Tristán e Isolda, Richard Wagner

Una inspiración perfectamente genuina sacó de la antigua leyenda Richard Wagner (1813-1883) en la ópera en tres actos Tristán e Isolda [Tristan und Isolde], sobre un libreto propio, estrenada en Munich el 10 de junio de 1865.

El año 1852, durante su destierro en Suiza, Wagner conoció en Zurich a la joven esposa (contaba veintitrés años) del rico comerciante Otto von Wesendonk, de quien se había ganado la sincera amistad y una generosa protección. Pero, ante todo, le fue valiosa la admiración apa­sionada de Matilde. En ella encontró Wag­ner la criatura ingenua ¿y devota, en la que podía volcar el cúmulo de sus proyectos e ideas, con aquel exuberante desenfado inte­lectual que le era propio. Establecióse así, entre el torrencial artista y la cándida se­ñora, una «amistad amorosa» que pronto derivó por cauces más tempestuosos; de ahí nació, en 1857, la partitura de Tristón, con­tinuada después en Venecia, donde Wagner se había refugiado en la concentrada ten­sión de la soledad. Bajo el estimulante in­flujo de la amiga lejana fue creado el se­gundo acto. El tercero, finalmente, fue es­crito en Lucerna, durante el verano de 1859; el Tristán estaba así ultimado y Matilde, la apasionada inspiradora, se apartó silenciosa­mente de la vida del músico una vez ter­minada su aportación a la obra.

La antigua fábula es objeto no tanto de una modifica­ción como de una interpretación genial. El primer acto se desarrolla a bordo de la nave en que Tristán y su fiel Kurvenal conducen a Isolda al rey Marco. Entre la orgullosa Isolda y el noble héroe se mantiene una ten­sión llena de despecho. La bella princesa revela a su doncella Brangania todo cuanto acaeció antes: sabe que Tristán es el autor de la muerte de Morold, su prometido; por esto intentó, a su vez, matarlo; pero cuando se hallaba moribundo a consecuencia de una herida envenenada, y había sido confiado a sus cuidados, teniendo ya en alto el brazo armado para descargarlo sobre él, Tristán, recobrando el sentido, fijó su mirada en los ojos de ella: «Tanta miseria me desarmó el brazo». Y ahora la conduce para que se case con otro. Así, en la antipatía de Isolda se mezclan el odio hacia el enemigo que mató a su prometido, y el resentimiento de la belleza que se juzga despreciada.

De un motivo dramático, tradicional, el despechado alejamiento de los futuros amantes, Wagner supo crear un complejo psicológico profun­do, un doble juego de atracción y repul­sión, preparando los elementos necesarios para interpretar humanamente la oscura intervención mágica de la leyenda medieval. Isolda revela a la aterrorizada Brangania el propósito de llevar a cabo la obra a la que su mano se había negado un día; dará a beber un filtro mortal a Tristán. La ten­sión llega a su límite cuando, finalmente, Tristán se decide a rendirle homenaje; al instante, sus miradas se encadenan por una atracción irresistible. Entonces Brangania ^sustituye el filtro mortal por el bebedizo de amor. Este cambio no es, como en la leyen­da medieval, un artificio que transforma .mágicamente los sentimientos de ambos pro­tagonistas: éstos ya se amaban, a pesar del anterior desdén, y la prueba suprema viene a revelarlo tanto a uno como a otra. Así, al comenzar el segundo acto, Isolda podrá burlarse de Brangania cuando ésta se acusa de todas las desdichas que presiente: «¿Obra tuya? ¡Oh, inocente muchacha!».

• **Filas de datos**:
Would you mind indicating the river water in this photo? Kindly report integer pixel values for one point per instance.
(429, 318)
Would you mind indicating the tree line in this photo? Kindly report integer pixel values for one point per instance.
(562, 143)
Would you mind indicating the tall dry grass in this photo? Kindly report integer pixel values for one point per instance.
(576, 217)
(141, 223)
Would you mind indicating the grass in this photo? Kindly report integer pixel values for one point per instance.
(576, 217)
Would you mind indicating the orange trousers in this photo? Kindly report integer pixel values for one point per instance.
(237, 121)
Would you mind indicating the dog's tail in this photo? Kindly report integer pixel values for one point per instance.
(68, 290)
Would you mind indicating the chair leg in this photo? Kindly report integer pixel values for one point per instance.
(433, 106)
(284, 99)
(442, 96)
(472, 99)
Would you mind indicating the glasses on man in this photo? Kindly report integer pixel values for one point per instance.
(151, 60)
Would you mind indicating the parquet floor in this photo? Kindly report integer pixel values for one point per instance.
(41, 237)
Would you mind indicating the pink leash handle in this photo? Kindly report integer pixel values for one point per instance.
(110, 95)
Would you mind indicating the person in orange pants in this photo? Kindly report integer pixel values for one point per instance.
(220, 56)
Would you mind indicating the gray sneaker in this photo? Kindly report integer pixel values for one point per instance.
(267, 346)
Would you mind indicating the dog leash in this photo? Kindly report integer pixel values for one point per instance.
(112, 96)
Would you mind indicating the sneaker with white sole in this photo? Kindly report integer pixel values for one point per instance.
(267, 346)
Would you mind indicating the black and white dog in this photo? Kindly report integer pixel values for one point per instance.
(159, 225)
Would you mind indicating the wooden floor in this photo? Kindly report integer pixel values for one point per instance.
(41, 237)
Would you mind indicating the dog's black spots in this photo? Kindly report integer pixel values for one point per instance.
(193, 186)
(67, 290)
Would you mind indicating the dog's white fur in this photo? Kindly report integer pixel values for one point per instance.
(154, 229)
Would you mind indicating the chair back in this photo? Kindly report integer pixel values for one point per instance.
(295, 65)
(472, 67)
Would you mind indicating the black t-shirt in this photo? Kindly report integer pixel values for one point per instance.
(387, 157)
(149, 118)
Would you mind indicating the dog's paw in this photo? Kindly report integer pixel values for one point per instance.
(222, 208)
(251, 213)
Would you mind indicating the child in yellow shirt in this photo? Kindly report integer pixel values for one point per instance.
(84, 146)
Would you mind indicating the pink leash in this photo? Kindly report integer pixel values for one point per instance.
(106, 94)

• **Instrucciones de la tarea**:
Por favor, enumera todas las ciudades que se nombran en el fragmento sobre Tristán e Isolda.

• **La respuesta**:
Munich, Zurich, Venecia y Lucerna.